_Work instruction_
Skip the images and return the records below exactly.
___ Task material ___
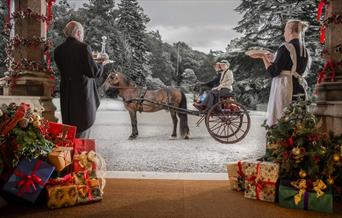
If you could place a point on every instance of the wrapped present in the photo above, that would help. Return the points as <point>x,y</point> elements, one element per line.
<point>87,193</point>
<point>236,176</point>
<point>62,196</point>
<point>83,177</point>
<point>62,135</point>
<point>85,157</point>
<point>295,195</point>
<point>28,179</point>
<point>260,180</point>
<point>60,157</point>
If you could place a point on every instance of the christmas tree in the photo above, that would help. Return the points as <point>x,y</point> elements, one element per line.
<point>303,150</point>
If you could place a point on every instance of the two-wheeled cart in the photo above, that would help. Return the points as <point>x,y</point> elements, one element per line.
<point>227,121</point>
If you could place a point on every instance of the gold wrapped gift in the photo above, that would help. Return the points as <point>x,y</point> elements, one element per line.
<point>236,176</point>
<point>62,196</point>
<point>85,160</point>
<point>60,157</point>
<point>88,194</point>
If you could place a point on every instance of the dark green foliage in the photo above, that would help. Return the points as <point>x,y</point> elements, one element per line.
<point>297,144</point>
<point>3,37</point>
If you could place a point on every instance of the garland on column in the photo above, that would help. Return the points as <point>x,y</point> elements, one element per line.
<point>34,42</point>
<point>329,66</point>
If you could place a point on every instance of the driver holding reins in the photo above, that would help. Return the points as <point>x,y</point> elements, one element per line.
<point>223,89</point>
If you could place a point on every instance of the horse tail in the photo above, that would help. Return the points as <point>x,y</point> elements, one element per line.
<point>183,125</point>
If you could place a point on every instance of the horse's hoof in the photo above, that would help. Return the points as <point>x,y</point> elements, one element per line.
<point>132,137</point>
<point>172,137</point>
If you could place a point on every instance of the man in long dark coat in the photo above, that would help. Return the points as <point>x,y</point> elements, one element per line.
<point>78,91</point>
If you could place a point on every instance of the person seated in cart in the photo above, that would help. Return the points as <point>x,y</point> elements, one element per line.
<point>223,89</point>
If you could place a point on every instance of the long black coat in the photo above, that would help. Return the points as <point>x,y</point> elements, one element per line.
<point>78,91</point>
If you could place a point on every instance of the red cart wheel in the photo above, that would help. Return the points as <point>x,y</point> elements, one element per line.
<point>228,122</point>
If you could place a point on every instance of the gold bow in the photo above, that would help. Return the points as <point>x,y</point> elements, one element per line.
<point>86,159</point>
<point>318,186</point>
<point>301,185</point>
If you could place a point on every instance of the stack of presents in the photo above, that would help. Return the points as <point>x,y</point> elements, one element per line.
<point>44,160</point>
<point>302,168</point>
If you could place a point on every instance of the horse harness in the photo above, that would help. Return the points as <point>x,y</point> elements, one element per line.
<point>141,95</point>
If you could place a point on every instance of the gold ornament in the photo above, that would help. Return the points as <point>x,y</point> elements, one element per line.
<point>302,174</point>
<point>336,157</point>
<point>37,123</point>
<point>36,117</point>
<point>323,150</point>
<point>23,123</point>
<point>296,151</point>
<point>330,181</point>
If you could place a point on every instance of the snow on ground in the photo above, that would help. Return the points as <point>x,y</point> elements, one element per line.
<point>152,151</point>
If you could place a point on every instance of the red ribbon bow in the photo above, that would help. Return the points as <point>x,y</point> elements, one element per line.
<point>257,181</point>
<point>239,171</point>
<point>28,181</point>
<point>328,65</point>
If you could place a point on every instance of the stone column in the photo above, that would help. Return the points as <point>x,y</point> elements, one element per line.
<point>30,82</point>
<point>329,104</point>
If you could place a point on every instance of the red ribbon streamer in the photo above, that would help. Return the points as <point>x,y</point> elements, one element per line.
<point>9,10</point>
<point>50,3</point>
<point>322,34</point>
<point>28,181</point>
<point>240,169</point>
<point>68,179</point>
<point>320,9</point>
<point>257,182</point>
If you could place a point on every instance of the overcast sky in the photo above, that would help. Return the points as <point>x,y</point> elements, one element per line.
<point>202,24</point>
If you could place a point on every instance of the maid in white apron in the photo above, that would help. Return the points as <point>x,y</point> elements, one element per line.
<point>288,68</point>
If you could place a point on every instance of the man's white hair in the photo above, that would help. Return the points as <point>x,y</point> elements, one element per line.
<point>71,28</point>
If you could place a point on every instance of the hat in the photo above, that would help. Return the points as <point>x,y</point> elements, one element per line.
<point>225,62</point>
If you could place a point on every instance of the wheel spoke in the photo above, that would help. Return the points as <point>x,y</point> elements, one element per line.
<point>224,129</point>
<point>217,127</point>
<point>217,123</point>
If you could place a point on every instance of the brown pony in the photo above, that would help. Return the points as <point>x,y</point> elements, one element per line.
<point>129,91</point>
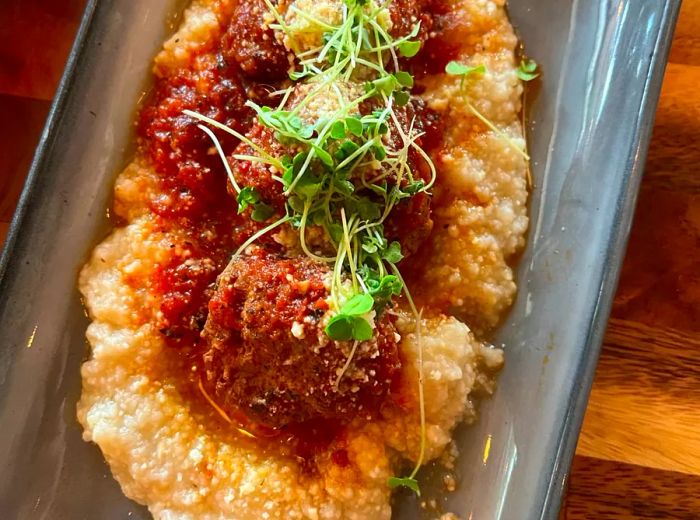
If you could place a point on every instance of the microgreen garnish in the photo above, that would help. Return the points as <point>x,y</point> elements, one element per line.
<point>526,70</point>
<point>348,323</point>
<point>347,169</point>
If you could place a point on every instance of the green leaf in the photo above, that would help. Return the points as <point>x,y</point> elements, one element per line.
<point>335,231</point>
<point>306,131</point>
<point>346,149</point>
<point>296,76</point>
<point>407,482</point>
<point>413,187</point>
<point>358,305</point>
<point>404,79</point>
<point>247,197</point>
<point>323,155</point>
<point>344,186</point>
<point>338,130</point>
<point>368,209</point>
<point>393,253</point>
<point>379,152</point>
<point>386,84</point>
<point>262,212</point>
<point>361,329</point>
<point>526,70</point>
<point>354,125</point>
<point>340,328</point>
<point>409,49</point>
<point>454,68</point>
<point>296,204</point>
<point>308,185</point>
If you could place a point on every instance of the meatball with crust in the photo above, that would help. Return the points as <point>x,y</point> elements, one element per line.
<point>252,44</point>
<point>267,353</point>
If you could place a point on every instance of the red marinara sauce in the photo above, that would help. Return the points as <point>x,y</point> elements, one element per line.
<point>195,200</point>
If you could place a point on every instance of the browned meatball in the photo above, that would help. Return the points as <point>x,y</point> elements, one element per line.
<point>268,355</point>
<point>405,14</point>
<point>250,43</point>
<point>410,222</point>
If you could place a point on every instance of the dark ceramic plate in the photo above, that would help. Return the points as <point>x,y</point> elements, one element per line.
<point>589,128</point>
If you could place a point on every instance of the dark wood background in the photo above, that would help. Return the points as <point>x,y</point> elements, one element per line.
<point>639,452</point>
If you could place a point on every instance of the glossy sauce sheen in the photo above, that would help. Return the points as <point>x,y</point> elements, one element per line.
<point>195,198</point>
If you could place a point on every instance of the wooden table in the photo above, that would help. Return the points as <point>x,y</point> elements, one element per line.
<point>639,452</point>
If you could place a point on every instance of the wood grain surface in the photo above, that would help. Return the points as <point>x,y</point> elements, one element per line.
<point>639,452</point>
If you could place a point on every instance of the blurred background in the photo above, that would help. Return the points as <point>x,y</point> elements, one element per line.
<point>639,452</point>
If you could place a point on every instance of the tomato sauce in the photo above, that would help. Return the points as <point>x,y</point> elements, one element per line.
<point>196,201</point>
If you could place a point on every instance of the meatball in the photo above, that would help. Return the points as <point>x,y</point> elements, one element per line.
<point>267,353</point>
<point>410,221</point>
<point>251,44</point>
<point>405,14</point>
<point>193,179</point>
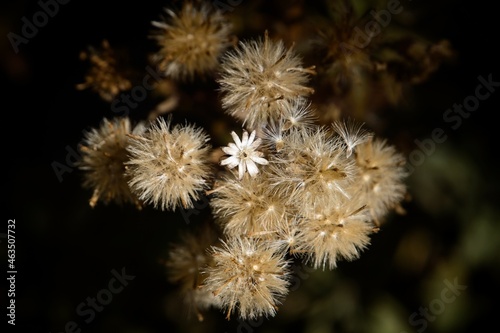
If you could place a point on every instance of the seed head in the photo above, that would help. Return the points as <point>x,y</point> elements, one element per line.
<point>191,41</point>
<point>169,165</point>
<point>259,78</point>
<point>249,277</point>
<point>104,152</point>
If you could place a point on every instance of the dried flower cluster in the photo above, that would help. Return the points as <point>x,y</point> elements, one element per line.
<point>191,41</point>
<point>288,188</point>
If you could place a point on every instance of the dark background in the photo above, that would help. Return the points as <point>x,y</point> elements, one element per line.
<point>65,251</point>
___
_Solution to the problem_
If you could place a point on every instance of the wrapped present in the photo above, that would help. Return the points as <point>x,y</point> elements, one element per line.
<point>87,193</point>
<point>236,176</point>
<point>62,196</point>
<point>83,177</point>
<point>62,135</point>
<point>85,157</point>
<point>295,195</point>
<point>28,179</point>
<point>260,180</point>
<point>60,157</point>
If you could place a point on every instance of the christmas tree in the photo above, that would help. Return the points as <point>x,y</point> elements, one element per line.
<point>303,150</point>
If you could place a point on every instance of the two-wheeled cart in the photo above, that would help. Return the points as <point>x,y</point> elements, one element per line.
<point>227,121</point>
If you could place a point on every instance of the gold wrapped gift in the photo above, that would help. Return the points as <point>x,y</point> elements, one element per line.
<point>236,176</point>
<point>62,196</point>
<point>85,160</point>
<point>60,157</point>
<point>88,194</point>
If you could place a point on every instance of the dark green foliage in the photo above, that would help. Return the points as <point>x,y</point> elements, one element per line.
<point>297,144</point>
<point>3,37</point>
If you could place a point on every instance of the garland on column in the photo above, that would help. Return the points as <point>x,y</point> elements, one element per line.
<point>34,42</point>
<point>329,66</point>
If you could place a point on every instance of the driver holding reins in the photo above, that would help. Return the points as <point>x,y</point> elements, one element per line.
<point>223,89</point>
If you could place a point on every instance of the horse tail in the photo above, that would help. Return the points as <point>x,y</point> elements, one element per line.
<point>183,125</point>
If you could place a point on every instance of the horse's hoof in the photo above, that would help. Return the points as <point>x,y</point> elements, one element per line.
<point>132,137</point>
<point>172,137</point>
If you could place a point on every instance of the man in long dark coat in the photo above, that would help. Return the points as <point>x,y</point> elements, one element per line.
<point>78,91</point>
If you could place a point on every instance of the person seated in cart in the photo above, that would help. Return the points as <point>x,y</point> elements, one element per line.
<point>223,89</point>
If you could place a point on every instance of the long black coat in the photo above, that would help. Return the points as <point>x,y</point> elements, one element per line.
<point>78,91</point>
If you could place a point on every instance of the red cart wheel in the photo above, that would help. Return the points as <point>x,y</point> elements, one element per line.
<point>228,122</point>
If you could place a point on every instance of the gold bow in the photo above, that would help. Return the points as <point>x,y</point> elements, one element per line.
<point>86,159</point>
<point>318,186</point>
<point>301,185</point>
If you could place a point on every instance of the stack of presents in the photo above, that would help. Return the points as <point>x,y</point> elements, one element per line.
<point>44,160</point>
<point>302,168</point>
If you could place a point on every instance of the horse harness in the photo above, that would help. Return the points as <point>x,y</point> elements, one element per line.
<point>141,95</point>
If you could place a point on every instance of the gold ornament in the photo above, that would help. Return the points as <point>x,y</point> elements, one element per line.
<point>302,174</point>
<point>336,157</point>
<point>37,123</point>
<point>36,117</point>
<point>323,150</point>
<point>23,123</point>
<point>296,151</point>
<point>330,181</point>
If you could place a point on every instance of the snow on ground in the photo above, that would help. Return the points as <point>x,y</point> elements, one element per line.
<point>152,151</point>
If you could place a point on every instance of the red ribbon bow in the photo above, that would help. Return the points as <point>x,y</point> elements, one element per line.
<point>257,181</point>
<point>239,171</point>
<point>28,181</point>
<point>328,65</point>
If you could place a point on every instance of the stone column in the photo above, that would help. Return the points as <point>x,y</point> elements, one element per line.
<point>30,82</point>
<point>329,104</point>
If you could place a point on every instance of the red ribbon streamer in the photo above, that would help. Return the points as <point>x,y</point> elements, one element per line.
<point>9,10</point>
<point>50,3</point>
<point>322,34</point>
<point>28,181</point>
<point>240,169</point>
<point>68,179</point>
<point>320,9</point>
<point>257,182</point>
If you could place a point on every instance of the overcast sky in the photo above, that would help. Return the points as <point>x,y</point> elements, one element per line.
<point>202,24</point>
If you could place a point on every instance of the maid in white apron in the photo above, that would help. Return the points as <point>x,y</point> elements, one element per line.
<point>288,68</point>
If you could place a point on every instance of the man's white hair in the photo above, that would help. Return the points as <point>x,y</point> elements, one element per line.
<point>71,28</point>
If you could place a point on every instance of the hat in the photo above, that would help. Return the points as <point>x,y</point> elements, one element per line.
<point>225,62</point>
If you could place a point on every instance of the wheel spoke in the photo above, that would help. Return the points as <point>x,y</point> elements, one element per line.
<point>224,129</point>
<point>217,127</point>
<point>217,123</point>
If you could place a point on every instance of the brown pony in the photo above, that would help. Return the points as <point>x,y</point> elements, one element per line.
<point>129,91</point>
If you could place a point on every instance of the microgreen garnish in the photo above, that would help. Return the points as <point>x,y</point> elements, one element per line.
<point>526,70</point>
<point>348,323</point>
<point>347,169</point>
If you could place a point on every instance of the green leaf in the photo above, that would help. Return the points as <point>x,y</point> elements, one element per line.
<point>335,231</point>
<point>306,131</point>
<point>346,149</point>
<point>296,76</point>
<point>407,482</point>
<point>413,187</point>
<point>358,305</point>
<point>404,79</point>
<point>247,197</point>
<point>323,155</point>
<point>344,186</point>
<point>338,130</point>
<point>368,209</point>
<point>393,253</point>
<point>379,152</point>
<point>386,84</point>
<point>262,212</point>
<point>361,329</point>
<point>526,70</point>
<point>354,125</point>
<point>340,328</point>
<point>409,49</point>
<point>454,68</point>
<point>296,204</point>
<point>308,185</point>
If you could place a point on every instance of the meatball with crust in the photo above, that would help. Return the points as <point>x,y</point> elements, one element per line.
<point>252,44</point>
<point>267,353</point>
If you could place a point on every instance of the red marinara sauce in the photo above, that would help. Return the points as <point>x,y</point> elements, one element per line.
<point>195,200</point>
If you could place a point on every instance of the browned meatball in the photo above, that would help. Return the points as <point>x,y</point> elements, one element per line.
<point>268,355</point>
<point>405,14</point>
<point>250,43</point>
<point>410,222</point>
If you could place a point on every instance of the dark ceramic plate in the photo above, that would help. Return the points as <point>x,y</point> elements, one element per line.
<point>589,128</point>
If you could place a point on every instance of the dark wood background in the photo above, that would help. Return the points as <point>x,y</point> elements, one element per line.
<point>639,452</point>
If you could place a point on every instance of the glossy sauce sheen in the photo above, that would help. Return the points as <point>x,y</point> elements, one element per line.
<point>195,198</point>
If you could place a point on every instance of the wooden table in the photo above, that would help. Return the points as <point>x,y</point> elements, one element per line.
<point>639,452</point>
If you could place a point on every instance of the wood grain surface in the photo above, that would help. Return the points as <point>x,y</point> elements, one element per line.
<point>639,452</point>
If you could place a point on every instance of the blurred background in the photo above, that would help. Return the points as <point>x,y</point> elements, one element per line.
<point>639,452</point>
If you could place a point on every instance of the tomato sauce in the photo above, that would help. Return the points as <point>x,y</point> elements, one element per line.
<point>196,201</point>
If you could place a point on every instance of the meatball in the photo above, that would help. Return the points as <point>x,y</point> elements, one element per line.
<point>267,353</point>
<point>410,221</point>
<point>251,44</point>
<point>405,14</point>
<point>193,179</point>
If you could place a point on every instance of the seed head in the photo above, that would help. Return the points as <point>x,y</point> elements, one element per line.
<point>191,41</point>
<point>169,165</point>
<point>259,78</point>
<point>249,277</point>
<point>104,152</point>
If you could place a point on every instance of the dried flower cluster in the photo above, that would help. Return the points as <point>x,y</point> elements, one element per line.
<point>191,41</point>
<point>288,188</point>
If you could place a point on every instance of the dark background in the photo above, that would help. Return the points as <point>x,y</point> elements, one element per line.
<point>65,251</point>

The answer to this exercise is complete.